- EXERCISE INSTRUCTIONS -
Extract from the entries below, exactly as given, only the lines from the line containing "Target: small potted succulent" to the line containing "Target: navy trousers", both lines included.
▶
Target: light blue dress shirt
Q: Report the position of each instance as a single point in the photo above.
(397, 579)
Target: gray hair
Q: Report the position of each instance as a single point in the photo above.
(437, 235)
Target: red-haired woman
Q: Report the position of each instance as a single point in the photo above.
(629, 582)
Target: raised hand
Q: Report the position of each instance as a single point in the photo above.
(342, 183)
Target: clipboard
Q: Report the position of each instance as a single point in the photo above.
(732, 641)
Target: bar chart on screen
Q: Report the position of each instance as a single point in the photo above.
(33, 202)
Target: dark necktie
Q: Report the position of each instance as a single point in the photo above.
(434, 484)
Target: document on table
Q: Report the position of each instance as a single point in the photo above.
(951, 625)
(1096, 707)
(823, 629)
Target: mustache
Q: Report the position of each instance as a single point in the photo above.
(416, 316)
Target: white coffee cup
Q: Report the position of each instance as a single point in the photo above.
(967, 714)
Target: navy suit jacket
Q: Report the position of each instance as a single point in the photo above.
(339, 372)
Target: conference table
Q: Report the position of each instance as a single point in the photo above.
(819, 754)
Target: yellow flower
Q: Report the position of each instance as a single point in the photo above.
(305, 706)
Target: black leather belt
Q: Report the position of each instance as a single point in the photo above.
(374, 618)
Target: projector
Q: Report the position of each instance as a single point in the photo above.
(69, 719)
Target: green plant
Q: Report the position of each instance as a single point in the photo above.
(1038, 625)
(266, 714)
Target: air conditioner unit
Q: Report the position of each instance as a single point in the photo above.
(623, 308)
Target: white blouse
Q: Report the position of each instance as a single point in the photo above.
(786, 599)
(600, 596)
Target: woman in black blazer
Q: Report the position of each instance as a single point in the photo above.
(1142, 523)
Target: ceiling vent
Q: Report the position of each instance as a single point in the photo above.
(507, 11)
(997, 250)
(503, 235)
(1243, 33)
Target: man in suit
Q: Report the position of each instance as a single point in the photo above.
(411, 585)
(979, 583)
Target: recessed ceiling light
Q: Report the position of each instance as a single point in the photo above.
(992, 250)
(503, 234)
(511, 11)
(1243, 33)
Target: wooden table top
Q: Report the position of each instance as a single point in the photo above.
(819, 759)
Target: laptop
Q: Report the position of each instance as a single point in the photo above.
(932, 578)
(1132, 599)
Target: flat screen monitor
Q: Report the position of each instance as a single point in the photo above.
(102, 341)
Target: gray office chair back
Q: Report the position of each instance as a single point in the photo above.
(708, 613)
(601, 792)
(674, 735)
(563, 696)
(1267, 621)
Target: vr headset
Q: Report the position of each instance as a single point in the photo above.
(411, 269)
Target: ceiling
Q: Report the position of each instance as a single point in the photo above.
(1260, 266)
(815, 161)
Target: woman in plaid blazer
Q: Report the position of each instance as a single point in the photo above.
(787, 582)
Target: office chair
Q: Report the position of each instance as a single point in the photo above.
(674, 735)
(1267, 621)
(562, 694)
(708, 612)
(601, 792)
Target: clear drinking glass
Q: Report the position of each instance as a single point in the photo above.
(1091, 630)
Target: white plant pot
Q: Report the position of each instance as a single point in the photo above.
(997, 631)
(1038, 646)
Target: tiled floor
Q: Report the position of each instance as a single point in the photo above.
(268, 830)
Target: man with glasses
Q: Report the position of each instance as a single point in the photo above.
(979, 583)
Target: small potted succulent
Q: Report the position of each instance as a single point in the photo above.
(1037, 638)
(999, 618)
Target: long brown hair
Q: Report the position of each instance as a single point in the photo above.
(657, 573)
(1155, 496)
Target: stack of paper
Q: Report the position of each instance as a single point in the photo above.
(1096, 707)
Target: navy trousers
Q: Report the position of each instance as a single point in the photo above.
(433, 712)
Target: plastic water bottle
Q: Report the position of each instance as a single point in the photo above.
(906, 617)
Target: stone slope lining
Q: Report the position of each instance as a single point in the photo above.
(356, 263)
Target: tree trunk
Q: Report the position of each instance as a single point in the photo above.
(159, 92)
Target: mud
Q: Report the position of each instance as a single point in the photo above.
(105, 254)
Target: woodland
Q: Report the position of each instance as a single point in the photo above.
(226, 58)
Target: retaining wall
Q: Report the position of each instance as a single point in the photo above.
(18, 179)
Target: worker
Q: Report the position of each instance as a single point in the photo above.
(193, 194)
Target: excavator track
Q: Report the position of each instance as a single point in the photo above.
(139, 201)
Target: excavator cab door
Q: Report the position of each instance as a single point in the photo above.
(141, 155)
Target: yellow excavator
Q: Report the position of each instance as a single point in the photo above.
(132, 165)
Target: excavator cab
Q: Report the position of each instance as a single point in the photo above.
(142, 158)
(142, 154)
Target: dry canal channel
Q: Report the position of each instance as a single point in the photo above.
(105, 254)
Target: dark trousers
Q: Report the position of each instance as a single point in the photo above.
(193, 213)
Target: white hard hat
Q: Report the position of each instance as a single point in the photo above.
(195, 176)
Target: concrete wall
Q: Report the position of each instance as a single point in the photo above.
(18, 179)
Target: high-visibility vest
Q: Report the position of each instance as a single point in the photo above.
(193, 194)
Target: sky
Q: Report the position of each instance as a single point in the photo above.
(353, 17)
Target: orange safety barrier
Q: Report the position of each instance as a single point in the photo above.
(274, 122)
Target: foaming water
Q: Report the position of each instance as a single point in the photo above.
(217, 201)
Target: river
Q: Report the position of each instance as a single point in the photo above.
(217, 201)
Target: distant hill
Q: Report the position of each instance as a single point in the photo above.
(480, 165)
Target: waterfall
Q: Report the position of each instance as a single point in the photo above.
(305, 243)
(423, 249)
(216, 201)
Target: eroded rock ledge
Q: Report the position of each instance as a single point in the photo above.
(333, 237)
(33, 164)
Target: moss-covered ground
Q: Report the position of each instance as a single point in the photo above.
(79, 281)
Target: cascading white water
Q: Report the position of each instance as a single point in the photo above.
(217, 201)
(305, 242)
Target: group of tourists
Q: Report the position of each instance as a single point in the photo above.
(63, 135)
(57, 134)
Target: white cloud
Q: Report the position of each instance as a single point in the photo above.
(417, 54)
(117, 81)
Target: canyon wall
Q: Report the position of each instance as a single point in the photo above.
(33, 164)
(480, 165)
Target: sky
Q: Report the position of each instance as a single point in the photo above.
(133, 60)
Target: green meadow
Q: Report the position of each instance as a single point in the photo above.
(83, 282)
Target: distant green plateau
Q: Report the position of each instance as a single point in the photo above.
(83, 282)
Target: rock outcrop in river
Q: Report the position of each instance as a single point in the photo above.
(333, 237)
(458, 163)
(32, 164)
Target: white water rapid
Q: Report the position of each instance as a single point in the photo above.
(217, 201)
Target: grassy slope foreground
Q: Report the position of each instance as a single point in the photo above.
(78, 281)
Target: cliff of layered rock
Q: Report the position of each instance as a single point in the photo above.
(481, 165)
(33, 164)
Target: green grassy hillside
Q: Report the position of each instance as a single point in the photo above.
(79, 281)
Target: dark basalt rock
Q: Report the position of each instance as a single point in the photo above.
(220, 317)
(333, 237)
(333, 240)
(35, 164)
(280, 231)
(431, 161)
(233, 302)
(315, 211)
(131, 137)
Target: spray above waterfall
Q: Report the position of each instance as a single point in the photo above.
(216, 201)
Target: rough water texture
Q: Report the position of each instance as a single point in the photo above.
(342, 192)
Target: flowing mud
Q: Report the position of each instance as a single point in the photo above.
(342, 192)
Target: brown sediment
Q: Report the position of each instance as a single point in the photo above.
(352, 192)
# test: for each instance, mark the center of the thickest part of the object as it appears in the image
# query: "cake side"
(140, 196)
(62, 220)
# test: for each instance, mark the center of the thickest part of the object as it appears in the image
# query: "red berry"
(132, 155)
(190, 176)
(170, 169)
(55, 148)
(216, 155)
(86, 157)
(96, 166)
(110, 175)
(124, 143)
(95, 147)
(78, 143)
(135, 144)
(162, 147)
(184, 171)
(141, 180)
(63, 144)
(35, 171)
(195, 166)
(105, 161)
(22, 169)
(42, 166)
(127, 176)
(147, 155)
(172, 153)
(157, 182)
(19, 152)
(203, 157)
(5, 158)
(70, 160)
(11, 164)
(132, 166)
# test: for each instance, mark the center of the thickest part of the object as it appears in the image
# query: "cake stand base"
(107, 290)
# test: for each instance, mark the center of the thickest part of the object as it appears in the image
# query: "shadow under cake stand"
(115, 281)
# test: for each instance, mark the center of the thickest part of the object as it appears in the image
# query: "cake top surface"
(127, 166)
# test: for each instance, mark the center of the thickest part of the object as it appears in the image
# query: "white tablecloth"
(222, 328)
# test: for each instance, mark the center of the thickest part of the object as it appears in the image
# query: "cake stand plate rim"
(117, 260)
◀
- ANSWER AREA -
Target: small potted succulent
Q: Report the position of each instance as a single point in the photo above.
(1037, 638)
(999, 618)
Target: long brown hair
Q: Report the position of each instance as a single point in the photo above.
(657, 573)
(1155, 496)
Target: stack of paper
Q: Report the position of each instance as a single point in the photo above.
(1096, 707)
Target: navy trousers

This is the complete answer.